Records from a data collection:
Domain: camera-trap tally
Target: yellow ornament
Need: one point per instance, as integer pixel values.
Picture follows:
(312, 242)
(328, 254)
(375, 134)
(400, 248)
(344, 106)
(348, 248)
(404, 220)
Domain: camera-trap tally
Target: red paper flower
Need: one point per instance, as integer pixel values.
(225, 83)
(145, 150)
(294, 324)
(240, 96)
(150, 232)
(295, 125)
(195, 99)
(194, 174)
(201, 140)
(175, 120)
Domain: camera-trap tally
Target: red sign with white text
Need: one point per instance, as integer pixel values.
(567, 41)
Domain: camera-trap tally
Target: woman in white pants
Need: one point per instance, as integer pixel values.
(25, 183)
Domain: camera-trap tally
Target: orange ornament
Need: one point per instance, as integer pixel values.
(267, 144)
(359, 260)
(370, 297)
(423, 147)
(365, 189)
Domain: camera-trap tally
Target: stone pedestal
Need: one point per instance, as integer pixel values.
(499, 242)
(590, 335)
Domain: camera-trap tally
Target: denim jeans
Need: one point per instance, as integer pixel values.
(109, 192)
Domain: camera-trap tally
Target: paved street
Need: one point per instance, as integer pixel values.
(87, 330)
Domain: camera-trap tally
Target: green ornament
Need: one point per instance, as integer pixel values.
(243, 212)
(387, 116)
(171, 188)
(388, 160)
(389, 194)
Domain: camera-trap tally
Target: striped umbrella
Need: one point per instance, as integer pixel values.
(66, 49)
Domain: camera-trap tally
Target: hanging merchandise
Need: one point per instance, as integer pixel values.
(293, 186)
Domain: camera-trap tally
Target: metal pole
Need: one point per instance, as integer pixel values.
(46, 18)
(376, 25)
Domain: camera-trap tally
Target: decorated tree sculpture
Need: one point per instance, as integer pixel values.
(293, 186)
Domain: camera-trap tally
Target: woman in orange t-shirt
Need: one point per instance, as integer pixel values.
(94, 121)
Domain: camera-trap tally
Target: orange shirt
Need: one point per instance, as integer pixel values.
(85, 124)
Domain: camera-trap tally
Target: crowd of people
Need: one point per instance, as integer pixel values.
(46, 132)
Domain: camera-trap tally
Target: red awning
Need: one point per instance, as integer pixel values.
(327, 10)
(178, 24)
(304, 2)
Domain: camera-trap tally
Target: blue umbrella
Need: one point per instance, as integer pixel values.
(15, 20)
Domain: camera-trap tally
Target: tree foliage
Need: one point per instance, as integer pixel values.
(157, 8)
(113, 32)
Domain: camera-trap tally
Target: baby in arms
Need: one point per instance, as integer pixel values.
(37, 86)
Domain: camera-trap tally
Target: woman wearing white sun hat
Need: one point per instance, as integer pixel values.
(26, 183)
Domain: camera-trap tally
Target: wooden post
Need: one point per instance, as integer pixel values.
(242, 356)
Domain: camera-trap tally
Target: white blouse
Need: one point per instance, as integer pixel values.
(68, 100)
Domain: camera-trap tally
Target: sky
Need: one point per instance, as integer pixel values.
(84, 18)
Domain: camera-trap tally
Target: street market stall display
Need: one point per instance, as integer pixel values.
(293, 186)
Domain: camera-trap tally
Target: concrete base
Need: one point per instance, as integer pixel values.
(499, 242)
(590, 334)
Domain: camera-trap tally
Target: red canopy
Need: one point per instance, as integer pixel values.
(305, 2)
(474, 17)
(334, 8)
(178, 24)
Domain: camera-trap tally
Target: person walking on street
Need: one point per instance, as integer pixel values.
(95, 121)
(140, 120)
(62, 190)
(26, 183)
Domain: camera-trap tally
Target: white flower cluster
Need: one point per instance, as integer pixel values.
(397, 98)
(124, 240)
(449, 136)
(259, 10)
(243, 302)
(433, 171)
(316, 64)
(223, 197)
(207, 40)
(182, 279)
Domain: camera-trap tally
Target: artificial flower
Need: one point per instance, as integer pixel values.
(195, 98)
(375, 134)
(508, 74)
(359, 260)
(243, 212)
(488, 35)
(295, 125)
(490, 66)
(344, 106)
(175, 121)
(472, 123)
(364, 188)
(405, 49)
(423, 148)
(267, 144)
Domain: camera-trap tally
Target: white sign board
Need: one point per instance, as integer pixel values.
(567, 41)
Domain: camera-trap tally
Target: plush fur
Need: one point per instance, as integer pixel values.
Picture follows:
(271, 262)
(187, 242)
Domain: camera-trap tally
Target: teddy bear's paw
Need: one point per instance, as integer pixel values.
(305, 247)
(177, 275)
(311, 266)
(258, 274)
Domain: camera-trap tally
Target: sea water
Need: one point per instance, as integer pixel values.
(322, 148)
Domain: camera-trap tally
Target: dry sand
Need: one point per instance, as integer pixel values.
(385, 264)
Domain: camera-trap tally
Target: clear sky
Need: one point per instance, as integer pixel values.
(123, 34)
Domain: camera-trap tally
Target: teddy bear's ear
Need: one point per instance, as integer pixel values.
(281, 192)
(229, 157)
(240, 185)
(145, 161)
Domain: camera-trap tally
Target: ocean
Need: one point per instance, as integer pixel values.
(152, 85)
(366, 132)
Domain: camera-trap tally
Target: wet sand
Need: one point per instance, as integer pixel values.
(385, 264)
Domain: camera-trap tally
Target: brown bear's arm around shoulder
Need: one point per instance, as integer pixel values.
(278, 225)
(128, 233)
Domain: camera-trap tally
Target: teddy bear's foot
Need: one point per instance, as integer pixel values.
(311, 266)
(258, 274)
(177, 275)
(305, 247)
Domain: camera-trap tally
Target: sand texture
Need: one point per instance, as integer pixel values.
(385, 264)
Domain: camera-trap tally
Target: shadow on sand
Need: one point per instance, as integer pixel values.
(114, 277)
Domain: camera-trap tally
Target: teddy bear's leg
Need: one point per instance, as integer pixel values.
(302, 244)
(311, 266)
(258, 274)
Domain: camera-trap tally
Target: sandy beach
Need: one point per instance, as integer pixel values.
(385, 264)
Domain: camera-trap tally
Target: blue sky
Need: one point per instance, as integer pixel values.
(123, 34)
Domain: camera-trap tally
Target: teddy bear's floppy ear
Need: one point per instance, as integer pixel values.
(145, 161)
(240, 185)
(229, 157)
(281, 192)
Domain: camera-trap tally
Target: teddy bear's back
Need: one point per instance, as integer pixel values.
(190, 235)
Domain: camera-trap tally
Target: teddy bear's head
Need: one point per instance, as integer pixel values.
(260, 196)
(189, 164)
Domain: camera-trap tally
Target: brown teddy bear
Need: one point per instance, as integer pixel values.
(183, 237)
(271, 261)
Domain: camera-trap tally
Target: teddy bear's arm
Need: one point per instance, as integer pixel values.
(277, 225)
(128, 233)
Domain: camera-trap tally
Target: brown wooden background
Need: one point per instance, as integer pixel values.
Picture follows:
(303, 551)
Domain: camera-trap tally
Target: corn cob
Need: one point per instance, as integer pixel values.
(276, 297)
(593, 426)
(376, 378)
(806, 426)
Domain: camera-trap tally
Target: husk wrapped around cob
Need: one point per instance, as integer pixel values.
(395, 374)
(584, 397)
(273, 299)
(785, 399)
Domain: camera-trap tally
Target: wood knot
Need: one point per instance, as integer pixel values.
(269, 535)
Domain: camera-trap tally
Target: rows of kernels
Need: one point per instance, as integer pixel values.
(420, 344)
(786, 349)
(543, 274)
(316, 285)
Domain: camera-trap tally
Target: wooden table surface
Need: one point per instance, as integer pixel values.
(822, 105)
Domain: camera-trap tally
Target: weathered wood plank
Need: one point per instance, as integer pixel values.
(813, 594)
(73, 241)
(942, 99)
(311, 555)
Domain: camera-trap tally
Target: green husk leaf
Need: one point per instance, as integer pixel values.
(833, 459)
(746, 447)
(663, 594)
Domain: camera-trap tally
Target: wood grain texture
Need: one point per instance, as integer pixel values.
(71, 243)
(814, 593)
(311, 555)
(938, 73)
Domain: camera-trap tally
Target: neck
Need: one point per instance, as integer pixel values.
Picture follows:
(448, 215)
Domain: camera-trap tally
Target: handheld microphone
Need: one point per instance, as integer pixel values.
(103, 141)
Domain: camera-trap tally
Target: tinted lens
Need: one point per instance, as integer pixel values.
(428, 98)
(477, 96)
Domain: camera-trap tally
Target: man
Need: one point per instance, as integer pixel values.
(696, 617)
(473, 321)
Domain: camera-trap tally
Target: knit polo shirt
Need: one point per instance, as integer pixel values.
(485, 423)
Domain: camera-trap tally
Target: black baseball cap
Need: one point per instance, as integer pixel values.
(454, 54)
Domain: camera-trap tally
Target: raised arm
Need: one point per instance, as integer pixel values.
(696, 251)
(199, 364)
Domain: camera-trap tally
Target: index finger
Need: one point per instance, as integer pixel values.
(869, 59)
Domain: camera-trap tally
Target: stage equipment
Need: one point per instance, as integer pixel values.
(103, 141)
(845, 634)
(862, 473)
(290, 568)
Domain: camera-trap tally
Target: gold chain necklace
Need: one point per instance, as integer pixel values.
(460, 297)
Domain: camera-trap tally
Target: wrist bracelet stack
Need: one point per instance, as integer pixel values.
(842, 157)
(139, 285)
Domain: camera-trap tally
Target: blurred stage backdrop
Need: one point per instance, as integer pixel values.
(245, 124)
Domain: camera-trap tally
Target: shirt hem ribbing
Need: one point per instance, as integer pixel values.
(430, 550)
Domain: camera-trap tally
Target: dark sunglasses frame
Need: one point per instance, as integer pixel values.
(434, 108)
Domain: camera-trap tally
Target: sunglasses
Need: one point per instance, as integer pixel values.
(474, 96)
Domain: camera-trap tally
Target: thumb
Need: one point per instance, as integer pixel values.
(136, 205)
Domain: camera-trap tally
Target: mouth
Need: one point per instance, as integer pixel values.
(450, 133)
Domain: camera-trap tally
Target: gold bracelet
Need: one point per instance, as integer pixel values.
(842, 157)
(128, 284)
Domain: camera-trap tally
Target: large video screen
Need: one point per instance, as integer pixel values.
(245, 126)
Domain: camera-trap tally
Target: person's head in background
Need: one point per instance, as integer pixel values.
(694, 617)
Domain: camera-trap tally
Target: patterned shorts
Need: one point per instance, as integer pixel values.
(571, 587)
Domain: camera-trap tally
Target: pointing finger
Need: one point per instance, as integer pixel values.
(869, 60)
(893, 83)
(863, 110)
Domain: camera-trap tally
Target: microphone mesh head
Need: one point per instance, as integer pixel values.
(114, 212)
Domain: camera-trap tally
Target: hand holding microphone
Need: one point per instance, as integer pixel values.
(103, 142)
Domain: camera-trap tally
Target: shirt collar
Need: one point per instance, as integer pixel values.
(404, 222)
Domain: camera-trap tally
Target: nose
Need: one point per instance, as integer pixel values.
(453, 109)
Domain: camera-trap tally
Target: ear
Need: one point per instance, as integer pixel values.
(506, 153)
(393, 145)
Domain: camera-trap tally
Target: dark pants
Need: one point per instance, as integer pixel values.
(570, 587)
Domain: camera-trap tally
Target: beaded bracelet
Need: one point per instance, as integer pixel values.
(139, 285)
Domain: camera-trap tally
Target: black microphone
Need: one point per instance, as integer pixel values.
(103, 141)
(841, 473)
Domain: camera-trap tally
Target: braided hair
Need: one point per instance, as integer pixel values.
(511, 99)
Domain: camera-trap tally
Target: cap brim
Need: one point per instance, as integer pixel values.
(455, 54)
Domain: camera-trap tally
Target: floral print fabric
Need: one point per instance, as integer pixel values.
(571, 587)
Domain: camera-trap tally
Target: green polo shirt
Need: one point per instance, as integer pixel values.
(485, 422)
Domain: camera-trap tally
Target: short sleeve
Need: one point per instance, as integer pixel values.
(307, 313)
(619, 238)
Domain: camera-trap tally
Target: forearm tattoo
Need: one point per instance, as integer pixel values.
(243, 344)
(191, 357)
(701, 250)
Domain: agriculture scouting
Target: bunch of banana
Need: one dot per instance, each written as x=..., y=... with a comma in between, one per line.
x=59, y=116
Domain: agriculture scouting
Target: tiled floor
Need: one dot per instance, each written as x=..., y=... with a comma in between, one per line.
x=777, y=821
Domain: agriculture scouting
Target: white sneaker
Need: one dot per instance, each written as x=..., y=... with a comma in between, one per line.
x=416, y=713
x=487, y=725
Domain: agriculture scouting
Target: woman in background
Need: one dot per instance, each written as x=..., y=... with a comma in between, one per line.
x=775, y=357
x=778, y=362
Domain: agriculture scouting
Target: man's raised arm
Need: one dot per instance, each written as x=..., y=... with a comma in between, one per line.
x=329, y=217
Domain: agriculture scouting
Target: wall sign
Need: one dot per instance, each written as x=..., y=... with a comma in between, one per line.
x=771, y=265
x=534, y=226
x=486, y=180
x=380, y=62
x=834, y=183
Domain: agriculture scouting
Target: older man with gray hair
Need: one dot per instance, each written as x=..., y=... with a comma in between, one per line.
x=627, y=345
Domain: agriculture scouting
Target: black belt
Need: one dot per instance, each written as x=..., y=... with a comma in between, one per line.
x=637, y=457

### EXERCISE BRIEF
Only the lines that hold the word "wooden" are wanted; each should be pulled from the records.

### ANSWER SECTION
Target: wooden post
Target: brown wooden background
Target: wooden table surface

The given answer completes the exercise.